- **Passage provided**
Over the next few weeks, I’m planning to mention a few events that you may want to go to, but I will not likely have time to see myself. Previews rather than reviews let’s call them.
I’ve mentioned the use of manga in Japanese art in the past, and I’ve also likely mentioned that it is something of a personal bugbear of mine. Not because I have a problem with manga appearing in art or being used by artists, but because I have a problem with its perception outside of Japan. Too often, it becomes a part of that persistent notion that Japan is a country caught between so-called old and new values; that it is a “quirky” place full of quirky people and ideas. These are the stereotypes that are trotted out again and again.
Of course, businessmen do, in fact, read manga on the trains. Women do sometimes talk on cellphones while wearing kimonos. The technology industry does love its robots just as much as the neighbourhoods love their festivals. But these things are only indicators of the strangeness of Japan insofar as they appear strange to non-Japanese — a fact that Western observers are apt to forget. Japan doesn’t need to be defined in terms of how it doesn’t fit into a Western framework. Manga is not a defining Japanese characteristic, it is a part of a rich and diverse popular culture.

- **Source records**
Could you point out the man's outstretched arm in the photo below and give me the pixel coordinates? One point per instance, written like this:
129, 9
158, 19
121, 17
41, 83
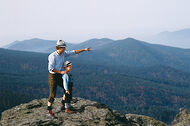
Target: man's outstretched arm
82, 50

- **Instructions**
1 > Reproduce everything in the piece on manga from "I’ve mentioned the" down to "again and again.".
2 > Answer these questions about the piece on manga:
(a) What does the writer propose to call the upcoming posts instead of reviews?
(b) What do women sometimes do while wearing kimonos?
(c) According to the final sentence, what is manga a part of?
3 > Pick up the piece on manga after its final sentence and keep writing it.
The items stand apart from the piece on manga and are separate material.

- **Results in order**
1 >
I’ve mentioned the use of manga in Japanese art in the past, and I’ve also likely mentioned that it is something of a personal bugbear of mine. Not because I have a problem with manga appearing in art or being used by artists, but because I have a problem with its perception outside of Japan. Too often, it becomes a part of that persistent notion that Japan is a country caught between so-called old and new values; that it is a “quirky” place full of quirky people and ideas. These are the stereotypes that are trotted out again and again.

2 >
(a) Previews
(b) Talk on cellphones
(c) A rich and diverse popular culture

3 >
The “Manga Realities” exhibition at Art Tower Mito is a show I’d love to check out precisely because it appears to be doing what the name says: looking at the realities of manga. From the website:
“This exhibition puts the spotlight on nine popular manga titles that have emerged since 2000. The aim is to introduce narrative manga as it stands today – as the culmination of decades of development since the postwar period. Exhibitions of manga generally focus on original drawings by manga authors. In this exhibition, which is produced in close cooperation with authors, editors and others involved in the manga production process, the focus is on creating experiential, three-dimensional presentations of the worlds depicted in manga.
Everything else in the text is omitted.